* SOURCE TEXT:
--- START ---
Chinese men came of their own accord. On the other hand, a girl had the gold paid for her placed in her palm to satisfy the requirement that she agreed to the transaction, but it was immediately given over to the person selling her. Significant numbers of Chinese girls, sold by families facing famine at home or abducted by unscrupulous brokers, arrived to service the sex trade. The best and prettiest were auctioned as wives or concubines, with the rest falling somewhere on a descending order of prostitution from brothels to the notorious crib shacks.

Jeunes Filles Chinoises (Young Chinese Girls), China [c1901] R Parison
[RESTORED] www.flickr.com/photos/31778725@N08/ (CC BY 2.0)

Slavery was nearly universal in China. Even the poor kept slaves. But besides the societal acceptance of the practice, the girl—whose families, in selling what usually was the youngest daughter, may have thought she was to become a wife or house servant in America—were under an obligation of honor to repay the debt of whoever bought her.
But that often became an increasing, ultimately unpayable burden. A woman named Wong Ah Sing related a common tale: A girl purchased at ten years old for $20 in China might sell for $40 to a private buyer, then for $120 at twelve years old, and if marketed to the rural areas of lots of gold but few women, going for as much as $750. If she objected, she could have her face disfigured or be sold to the cribs where she would be subjected to the attentions of an ever-changing torrent of men who paid as little as two bits each.
--- END ---
* STATED PROBLEM 1: Using the passage above on Chinese girls in the sex trade, decide whether each statement agrees with it. Answer yes or no and quote the words that decide it. (a) A girl kept the gold that was paid for her. (b) Even poor households in China kept slaves. (c) Men visiting the cribs paid at least five dollars each.
* STATED PROBLEM 2: Carry on the passage above about Chinese girls sold into the sex trade, starting right after its final sentence.

* LISTED RECORDS:
--- START ---
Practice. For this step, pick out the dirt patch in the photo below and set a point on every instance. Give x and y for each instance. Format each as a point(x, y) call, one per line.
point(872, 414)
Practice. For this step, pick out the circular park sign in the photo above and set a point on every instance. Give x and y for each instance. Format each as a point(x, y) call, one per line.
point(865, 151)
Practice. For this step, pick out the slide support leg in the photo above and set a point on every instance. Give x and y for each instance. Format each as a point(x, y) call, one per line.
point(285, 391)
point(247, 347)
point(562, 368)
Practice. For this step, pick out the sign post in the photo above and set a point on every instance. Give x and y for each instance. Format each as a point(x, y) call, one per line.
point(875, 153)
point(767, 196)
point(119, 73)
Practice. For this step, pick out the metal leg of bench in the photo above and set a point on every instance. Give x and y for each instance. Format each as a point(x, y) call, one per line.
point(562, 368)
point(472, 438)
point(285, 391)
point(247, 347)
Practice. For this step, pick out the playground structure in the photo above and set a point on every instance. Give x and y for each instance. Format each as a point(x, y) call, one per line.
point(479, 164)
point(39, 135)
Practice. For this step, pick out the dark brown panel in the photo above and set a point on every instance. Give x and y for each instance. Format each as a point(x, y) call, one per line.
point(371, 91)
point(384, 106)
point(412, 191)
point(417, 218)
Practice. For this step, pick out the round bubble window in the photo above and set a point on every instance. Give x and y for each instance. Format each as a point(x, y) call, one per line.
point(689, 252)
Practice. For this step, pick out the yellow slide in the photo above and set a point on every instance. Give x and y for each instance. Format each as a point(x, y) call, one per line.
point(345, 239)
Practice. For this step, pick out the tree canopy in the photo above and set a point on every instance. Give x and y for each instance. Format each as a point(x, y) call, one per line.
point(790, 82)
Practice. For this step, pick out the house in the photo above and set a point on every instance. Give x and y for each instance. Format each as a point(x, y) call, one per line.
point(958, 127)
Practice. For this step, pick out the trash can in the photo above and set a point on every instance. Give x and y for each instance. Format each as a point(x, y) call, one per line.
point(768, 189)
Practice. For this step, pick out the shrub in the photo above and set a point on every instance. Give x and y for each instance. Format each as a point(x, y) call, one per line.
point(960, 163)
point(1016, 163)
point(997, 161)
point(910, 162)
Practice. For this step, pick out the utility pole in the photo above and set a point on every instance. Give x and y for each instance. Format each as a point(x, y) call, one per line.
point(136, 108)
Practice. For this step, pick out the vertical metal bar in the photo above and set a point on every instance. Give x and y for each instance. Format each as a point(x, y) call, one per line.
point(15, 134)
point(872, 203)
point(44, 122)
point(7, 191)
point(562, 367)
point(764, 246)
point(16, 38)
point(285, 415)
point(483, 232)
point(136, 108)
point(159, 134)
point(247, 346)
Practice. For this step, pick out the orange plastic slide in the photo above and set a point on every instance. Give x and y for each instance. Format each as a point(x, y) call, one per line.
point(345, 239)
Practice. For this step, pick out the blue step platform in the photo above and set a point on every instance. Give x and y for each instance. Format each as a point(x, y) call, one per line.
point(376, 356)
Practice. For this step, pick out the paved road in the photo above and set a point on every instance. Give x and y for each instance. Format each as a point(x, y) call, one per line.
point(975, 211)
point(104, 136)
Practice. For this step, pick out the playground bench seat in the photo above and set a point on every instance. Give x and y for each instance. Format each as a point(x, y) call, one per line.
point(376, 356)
--- END ---
* FINAL ANSWER 1:
(a) No: "but it was immediately given over to the person selling her."
(b) Yes: "Even the poor kept slaves."
(c) No: "who paid as little as two bits each."

* FINAL ANSWER 2:
There was the rare instance of a Chinese woman appearing in the mining camps east of California. In 1872 a Chinese woman who would come to be known as Polly Bemis arrived in Idaho, probably transported there at great expense. Purchased by a Chinese merchant, Polly was won in a poker game by Charlie Bemis, who later married her. It has been surmised she became his bride in order to avoid any chance of her deportation.
In 1885 Rock Springs, Wyoming Territory, there was reportedly a Chinese woman, Mrs. Soo Qui, wife of the “boss Chinaman.” It was said she was the lone Chinese woman in the camp in the month of August, compared to three hundred and thirty-one Chinese men and a hundred and fifty white men.
The character of Xiang Ju in my novel, like Polly Bemis, survives being sold away from her home in China to live in early Dakota (Wyoming) Territory. Ju is representative of all women in the late nineteenth century who had to rely on their own inner strength to overcome difficult circumstances and thrive in what would later become the “Equality State.”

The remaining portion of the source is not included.